Text segment
Il est trois heures./ It is three o'clock.

7. il était... (+ heure)

It was... (+time)

Il était trois heures il y a cinq minutes./ It was three o'clock five minutes ago.

8. il sera... (+ heure)

It will be... (+time)

Il sera trois heures dans cinq minutes./ It will be three o'clock in five minutes.

1.3 AM vs PM

Since in English you won't normally use the 24-hour clock, you will usually add AM or PM to a time to differentiate between the morning hours and the afternoon/evening hours. --> For example 9 AM (in the morning) vs 9 PM (in the evening) OR 2 AM (in the morning) vs. 2 PM (in the afternoon)

In French, there exist three differentiators of this kind, not just two (AM/PM). See, French time can be divided into matin, après-midi et soir. You'd say, for example, "3 heures du matin" (3 AM) to distiguish it from "3 heures de l'après-midi" (3 PM). And you'd say "8 heures du soir" (8 PM) to differentiate it from "8 heures du matin" (8 AM).

Now, I know your next question would be: "Herman, at what time does du matin turns into de l'après-midi and , de l'après-midi into du soir? Here' are a few simple rules.

Instruction 1
Print the passage of the lesson on telling time in French from "Il était trois" up to and including "(in the afternoon)", with no changes.

Supplied data
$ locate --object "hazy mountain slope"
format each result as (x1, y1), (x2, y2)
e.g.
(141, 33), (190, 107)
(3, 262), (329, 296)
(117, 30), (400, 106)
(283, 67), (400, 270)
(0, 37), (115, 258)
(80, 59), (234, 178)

Instruction 2
Output every line of the records above again, unchanged and in the same order.

Correct response 1
Il était trois heures il y a cinq minutes./ It was three o'clock five minutes ago.

8. il sera... (+ heure)

It will be... (+time)

Il sera trois heures dans cinq minutes./ It will be three o'clock in five minutes.

1.3 AM vs PM

Since in English you won't normally use the 24-hour clock, you will usually add AM or PM to a time to differentiate between the morning hours and the afternoon/evening hours. --> For example 9 AM (in the morning) vs 9 PM (in the evening) OR 2 AM (in the morning) vs. 2 PM (in the afternoon)

Correct response 2
$ locate --object "hazy mountain slope"
format each result as (x1, y1), (x2, y2)
e.g.
(141, 33), (190, 107)
(3, 262), (329, 296)
(117, 30), (400, 106)
(283, 67), (400, 270)
(0, 37), (115, 258)
(80, 59), (234, 178)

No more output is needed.